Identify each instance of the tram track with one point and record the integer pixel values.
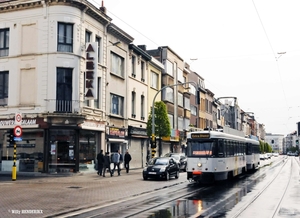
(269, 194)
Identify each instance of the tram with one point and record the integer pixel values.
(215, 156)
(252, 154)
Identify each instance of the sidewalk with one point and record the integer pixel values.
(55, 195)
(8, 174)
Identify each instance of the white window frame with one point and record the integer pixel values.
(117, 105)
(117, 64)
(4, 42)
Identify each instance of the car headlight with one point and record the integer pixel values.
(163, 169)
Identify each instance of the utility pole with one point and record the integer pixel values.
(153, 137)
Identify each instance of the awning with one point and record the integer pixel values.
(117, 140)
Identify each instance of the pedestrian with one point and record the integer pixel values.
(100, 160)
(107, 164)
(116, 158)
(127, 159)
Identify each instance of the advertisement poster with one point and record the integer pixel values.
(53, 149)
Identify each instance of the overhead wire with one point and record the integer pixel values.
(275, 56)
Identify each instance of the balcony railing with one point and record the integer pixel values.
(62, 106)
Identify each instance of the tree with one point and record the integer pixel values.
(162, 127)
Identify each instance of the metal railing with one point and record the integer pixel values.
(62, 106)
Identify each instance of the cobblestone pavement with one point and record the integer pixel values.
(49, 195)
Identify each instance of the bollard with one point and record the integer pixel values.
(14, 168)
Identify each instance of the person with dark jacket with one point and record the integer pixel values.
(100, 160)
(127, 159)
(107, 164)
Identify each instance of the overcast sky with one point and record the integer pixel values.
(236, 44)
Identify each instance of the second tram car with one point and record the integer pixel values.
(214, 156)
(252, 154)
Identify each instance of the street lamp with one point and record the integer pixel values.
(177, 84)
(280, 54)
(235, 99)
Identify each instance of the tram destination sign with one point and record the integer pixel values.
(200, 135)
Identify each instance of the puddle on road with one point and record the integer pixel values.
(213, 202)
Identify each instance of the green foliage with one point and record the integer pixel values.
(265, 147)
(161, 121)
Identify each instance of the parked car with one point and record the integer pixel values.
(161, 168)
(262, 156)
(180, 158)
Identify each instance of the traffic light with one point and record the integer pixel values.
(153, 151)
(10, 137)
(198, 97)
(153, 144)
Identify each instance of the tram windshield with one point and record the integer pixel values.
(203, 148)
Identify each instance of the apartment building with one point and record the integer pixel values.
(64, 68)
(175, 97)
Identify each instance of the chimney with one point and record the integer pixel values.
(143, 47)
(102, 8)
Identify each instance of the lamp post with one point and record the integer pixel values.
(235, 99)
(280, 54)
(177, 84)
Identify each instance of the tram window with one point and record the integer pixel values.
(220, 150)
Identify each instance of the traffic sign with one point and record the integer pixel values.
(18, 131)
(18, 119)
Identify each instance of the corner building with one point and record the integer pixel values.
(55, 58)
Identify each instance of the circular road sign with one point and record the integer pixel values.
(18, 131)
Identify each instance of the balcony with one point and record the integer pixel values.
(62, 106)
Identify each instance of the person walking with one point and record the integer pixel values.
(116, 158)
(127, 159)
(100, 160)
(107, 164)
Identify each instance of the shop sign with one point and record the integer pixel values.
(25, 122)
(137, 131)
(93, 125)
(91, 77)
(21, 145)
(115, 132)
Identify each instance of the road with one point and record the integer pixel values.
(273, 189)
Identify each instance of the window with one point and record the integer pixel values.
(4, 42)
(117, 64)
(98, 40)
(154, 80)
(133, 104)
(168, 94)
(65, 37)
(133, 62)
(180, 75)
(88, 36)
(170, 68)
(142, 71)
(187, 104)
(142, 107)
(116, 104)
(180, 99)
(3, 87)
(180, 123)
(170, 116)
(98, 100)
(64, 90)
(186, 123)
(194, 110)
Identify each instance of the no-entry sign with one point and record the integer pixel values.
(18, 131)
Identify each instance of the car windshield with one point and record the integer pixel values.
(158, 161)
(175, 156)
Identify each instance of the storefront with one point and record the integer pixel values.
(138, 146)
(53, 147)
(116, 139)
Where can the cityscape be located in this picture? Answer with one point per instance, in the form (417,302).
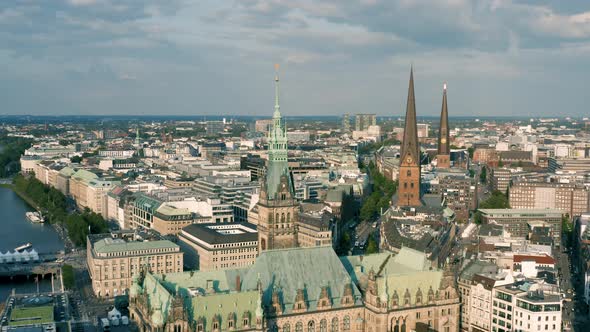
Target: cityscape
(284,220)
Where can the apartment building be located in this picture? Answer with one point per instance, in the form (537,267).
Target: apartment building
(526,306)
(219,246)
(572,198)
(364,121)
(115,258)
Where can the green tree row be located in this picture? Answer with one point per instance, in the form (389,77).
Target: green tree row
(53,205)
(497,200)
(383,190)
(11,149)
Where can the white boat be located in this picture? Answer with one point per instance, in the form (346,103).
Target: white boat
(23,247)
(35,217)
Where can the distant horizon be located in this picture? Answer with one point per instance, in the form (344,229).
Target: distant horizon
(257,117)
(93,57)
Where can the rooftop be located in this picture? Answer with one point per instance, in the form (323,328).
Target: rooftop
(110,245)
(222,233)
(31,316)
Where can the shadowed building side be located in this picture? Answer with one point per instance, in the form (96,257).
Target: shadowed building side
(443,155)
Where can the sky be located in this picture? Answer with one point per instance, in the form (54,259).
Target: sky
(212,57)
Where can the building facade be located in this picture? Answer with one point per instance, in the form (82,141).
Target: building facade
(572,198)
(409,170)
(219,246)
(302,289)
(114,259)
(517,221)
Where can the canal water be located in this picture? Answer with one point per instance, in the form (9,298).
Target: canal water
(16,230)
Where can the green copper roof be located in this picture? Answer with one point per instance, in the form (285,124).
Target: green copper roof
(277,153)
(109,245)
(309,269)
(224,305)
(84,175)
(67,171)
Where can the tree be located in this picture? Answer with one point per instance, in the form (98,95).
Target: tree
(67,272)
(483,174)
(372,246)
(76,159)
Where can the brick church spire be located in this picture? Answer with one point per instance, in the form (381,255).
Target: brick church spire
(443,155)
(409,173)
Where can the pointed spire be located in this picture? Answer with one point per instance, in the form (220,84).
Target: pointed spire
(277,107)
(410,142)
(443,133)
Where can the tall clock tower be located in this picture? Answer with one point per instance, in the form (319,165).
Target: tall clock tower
----------
Copy the data precisely. Skip every picture.

→ Task result:
Identify each instance of the tram track with one point and record the integer pixel values.
(269, 194)
Identify each instance of the tram with one point and record the integer pixel values.
(215, 156)
(252, 154)
Identify each instance of the sidewalk with one point and record the integer pixel values.
(55, 195)
(8, 174)
Identify each instance of the white window frame with one point and record the integer pixel values.
(117, 105)
(117, 64)
(4, 42)
Identify each instance of the car headlight with one point and record the integer pixel values.
(163, 169)
Identify each instance of the utility pole with one point and record the integer pixel values.
(153, 137)
Identify each instance of the awning with one point and record the integer pixel values.
(117, 140)
Identify each instance of the pedestrian with one point and record the integer pixel values.
(100, 160)
(107, 164)
(116, 158)
(127, 159)
Identify each instance of the advertisement poster with one point and record the integer pixel values.
(53, 149)
Identify each instance of the overhead wire with one point and record the integer pixel values.
(275, 56)
Identify each instance of the balcony railing with one point and record the integer pixel values.
(62, 106)
Identify each instance of the tree with one point and record the integer pixel values.
(162, 127)
Identify each instance of the metal railing with one point and record the integer pixel values.
(62, 106)
Identify each instance of the cobblestone pavement with one point and record the integer pixel values.
(49, 195)
Identify each instance of the bollard with one point and record the integer pixel values.
(14, 168)
Identify each instance of the person with dark jacket with one point and record the integer pixel values.
(100, 160)
(127, 159)
(107, 164)
Identify each instance of the overcast sky with one point and record the integer pixel values.
(236, 44)
Identify each instance of the second tram car with one point and record the integer pixel values.
(214, 156)
(252, 154)
Identify each instance of the street lamp with one point and record the integer pixel values.
(177, 84)
(280, 54)
(235, 99)
Identify each instance of the tram destination sign with one point and record the integer pixel values.
(200, 135)
Identify each instance of the puddle on road with one point and record the integer pixel values.
(213, 202)
Identify each instance of the green foliage with one point and record the integer pixel values.
(265, 147)
(161, 121)
Identify each instance of the parked car with one point and record the integer pixel values.
(161, 168)
(262, 156)
(180, 158)
Identify each instance of the traffic light with one point and record the integer pixel values.
(153, 151)
(10, 137)
(198, 97)
(153, 144)
Identify each instance of the tram windshield with one point and record the integer pixel values.
(203, 148)
Identify each instance of the apartment building with one point and record the integer pixel values.
(64, 68)
(175, 97)
Identify each instance of the chimney with one point and record the integer pixel values.
(143, 47)
(102, 8)
Identify each instance of the lamp post with one point and record the integer pixel values.
(235, 99)
(280, 54)
(177, 84)
Identify each instance of the tram window with one point and record the integer pixel values.
(220, 150)
Identify each instance of the traffic sign with one point and record the integer pixel values.
(18, 131)
(18, 119)
Identify each instance of the corner building with one point and record the integer pixel values.
(55, 58)
Identify each instance of the circular road sign with one point and record the integer pixel values.
(18, 131)
Identify each instance of the balcony with one point and record the integer pixel values.
(62, 106)
Identify each instance of the person walking with one point and record the integer pixel values.
(116, 158)
(127, 159)
(100, 160)
(107, 164)
Identify each instance of the shop sign with one point and record the integer pixel values.
(25, 122)
(137, 131)
(93, 125)
(91, 77)
(21, 145)
(115, 132)
Identify each instance of the road with one point and record the integer pixel values.
(273, 189)
Identify each instance of the window with one point and record the integer pixel values.
(4, 42)
(117, 64)
(98, 40)
(154, 80)
(133, 104)
(168, 94)
(65, 37)
(133, 62)
(180, 75)
(88, 36)
(170, 68)
(142, 71)
(187, 104)
(142, 107)
(116, 104)
(180, 99)
(3, 87)
(180, 123)
(170, 116)
(98, 100)
(64, 90)
(186, 123)
(194, 110)
Identify each instance of the no-entry sign with one point and record the integer pixel values.
(18, 131)
Identify each instance of the car windshield with one point and record the integer pixel values.
(158, 161)
(175, 156)
Identify each instance of the storefront with one point and record the integer pixel values.
(138, 146)
(53, 147)
(116, 139)
Where can the cityscape be located in this picture? Answer with one point per instance, in the form (417,302).
Target: cityscape
(284,220)
Where can the apartment building be located in this picture? Answer with one point per instance, in the form (537,267).
Target: apartment building
(526,306)
(219,246)
(572,198)
(364,121)
(115,258)
Where can the green tree row be located in this picture? Answer with one point per instance, in the form (389,77).
Target: green tree row
(53,205)
(497,200)
(383,190)
(11,149)
Where can the white boat be located in this picture? Answer with one point per instance, in the form (346,103).
Target: white boat
(23,247)
(35,217)
Where can the distant horizon be located in this picture? Answer with one point per instance, in the form (344,229).
Target: distant horizon
(257,117)
(93,57)
Where can the rooftop be located in this picture? Answer with one point per instance, in the form (323,328).
Target: rooftop
(110,245)
(222,233)
(31,316)
Where can the shadowed building side be located in this picture? Answer with one point per instance, in the form (96,257).
Target: shadowed building side
(443,155)
Where can the sky be located in this picture? Answer with one point per instance, in the form (54,259).
Target: sky
(212,57)
Where can the building facade be located in this picture? Answer with one point per instance, in the form (82,141).
Target: building facade
(572,198)
(409,170)
(219,246)
(302,289)
(114,259)
(517,221)
Where can the canal water be located in this picture? Answer with one point per instance, in the form (9,298).
Target: canal water
(16,230)
Where can the green copper roof be located in this picture? Answer with one point per instance, in the form (285,124).
Target: green copper roof
(277,153)
(109,245)
(309,269)
(224,305)
(84,175)
(67,171)
Where can the tree be located in this picture? Answer with one point per instance, in the form (98,95).
Target: tree
(67,272)
(483,174)
(372,246)
(76,159)
Where can the brick church spire be located in this picture? Answer with one point per instance, in the form (381,255).
Target: brick church spire
(443,155)
(409,173)
Where can the pointed spire be located in this picture? Answer with one point per instance, in the form (220,84).
Target: pointed spire
(277,107)
(410,142)
(443,133)
Where can the tall clock tower be located in this picture? Answer with one point per instance, in the form (319,165).
Target: tall clock tower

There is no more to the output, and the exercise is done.